• [Uraian Tugas]: Lanjutkan artikel tentang latar kehidupan Maria, ibu Yesus, mulai dari kalimat terakhirnya.

• [Artikel]:
▶
Selasa, 18 Desember 2018

SALING MENGUATKAN DALAM KARYA ALLAH

Memahami konteks Maria
Menurut tradisi, Maria ibu Yesus adalah anak sulung dari seorang pasangan berusia lanjut bernama Yoakhim dan Hana. Ketika Maria dilahirkan sekitar tahun 18 SM, bangsa Romawi menduduki wilayah utara Palestina yang dikenal dengan nama Galilea. Herodes menjadi penguasa atas negeri itu. Ia adalah teman dekat dari Antonius dan Kleopatra. Oktavianus, sang jenderal Romawi yang kemudian menjadi kaisar dengan nama Kaisar Agustus, meneguhkan posisi Herodes sebagai “Raja orang Yahudi”. Namun, menjadi masalah karena ia tidak mempunyai garis keturunan Daud, sesuatu yang vital untuk membuatnya berhak memperoleh takhta tersebut.
◀
• [Baris Data]:
▶
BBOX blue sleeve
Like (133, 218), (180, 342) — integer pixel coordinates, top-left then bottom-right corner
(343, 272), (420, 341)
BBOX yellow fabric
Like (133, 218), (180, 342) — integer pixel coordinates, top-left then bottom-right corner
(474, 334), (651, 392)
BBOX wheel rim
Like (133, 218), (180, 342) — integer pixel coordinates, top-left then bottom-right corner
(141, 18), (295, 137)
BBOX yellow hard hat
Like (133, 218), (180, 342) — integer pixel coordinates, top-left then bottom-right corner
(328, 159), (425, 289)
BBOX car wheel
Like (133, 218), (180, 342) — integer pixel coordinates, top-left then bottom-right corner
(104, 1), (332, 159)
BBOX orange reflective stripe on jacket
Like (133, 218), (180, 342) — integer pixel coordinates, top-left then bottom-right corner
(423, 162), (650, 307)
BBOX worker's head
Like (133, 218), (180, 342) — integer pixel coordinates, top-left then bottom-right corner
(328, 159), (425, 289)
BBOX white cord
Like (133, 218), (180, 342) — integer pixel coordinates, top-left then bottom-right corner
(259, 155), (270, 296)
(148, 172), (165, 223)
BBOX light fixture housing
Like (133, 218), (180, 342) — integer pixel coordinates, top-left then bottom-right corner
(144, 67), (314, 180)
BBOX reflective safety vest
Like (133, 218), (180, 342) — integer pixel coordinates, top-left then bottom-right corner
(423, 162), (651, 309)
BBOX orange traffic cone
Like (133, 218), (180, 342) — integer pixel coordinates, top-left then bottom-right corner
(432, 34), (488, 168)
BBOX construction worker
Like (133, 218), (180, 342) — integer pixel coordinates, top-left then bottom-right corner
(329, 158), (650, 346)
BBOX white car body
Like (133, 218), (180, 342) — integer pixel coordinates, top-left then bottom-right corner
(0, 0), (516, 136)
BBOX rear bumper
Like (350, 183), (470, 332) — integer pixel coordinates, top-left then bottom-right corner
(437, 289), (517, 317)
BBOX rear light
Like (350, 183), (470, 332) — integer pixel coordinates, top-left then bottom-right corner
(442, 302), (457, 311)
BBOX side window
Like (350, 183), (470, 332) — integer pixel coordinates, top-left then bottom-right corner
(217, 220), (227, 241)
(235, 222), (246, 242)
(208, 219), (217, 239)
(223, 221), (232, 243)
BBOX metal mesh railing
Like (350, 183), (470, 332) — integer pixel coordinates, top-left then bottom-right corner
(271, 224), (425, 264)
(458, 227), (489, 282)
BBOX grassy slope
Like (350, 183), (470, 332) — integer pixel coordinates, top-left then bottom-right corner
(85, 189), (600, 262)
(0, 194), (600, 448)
◀
• [Hasil Latihan]:
Ibu Herodes berdarah Yahudi, namun ayahnya berdarah Idumea. Ia sangat sensitif dengan fakta bahwa dia berdarah campuran setengah Yahudi, sesuatu yang membuat seseorang tidak mungkin menduduki takhta secara sah di mata orang Yahudi. Karena iri dan ketakutan, Herodes memerintahkan agar catatan-catatan publik silsilah-silsilah keluarga-keluarga utama bangsa Israel dihancurkan.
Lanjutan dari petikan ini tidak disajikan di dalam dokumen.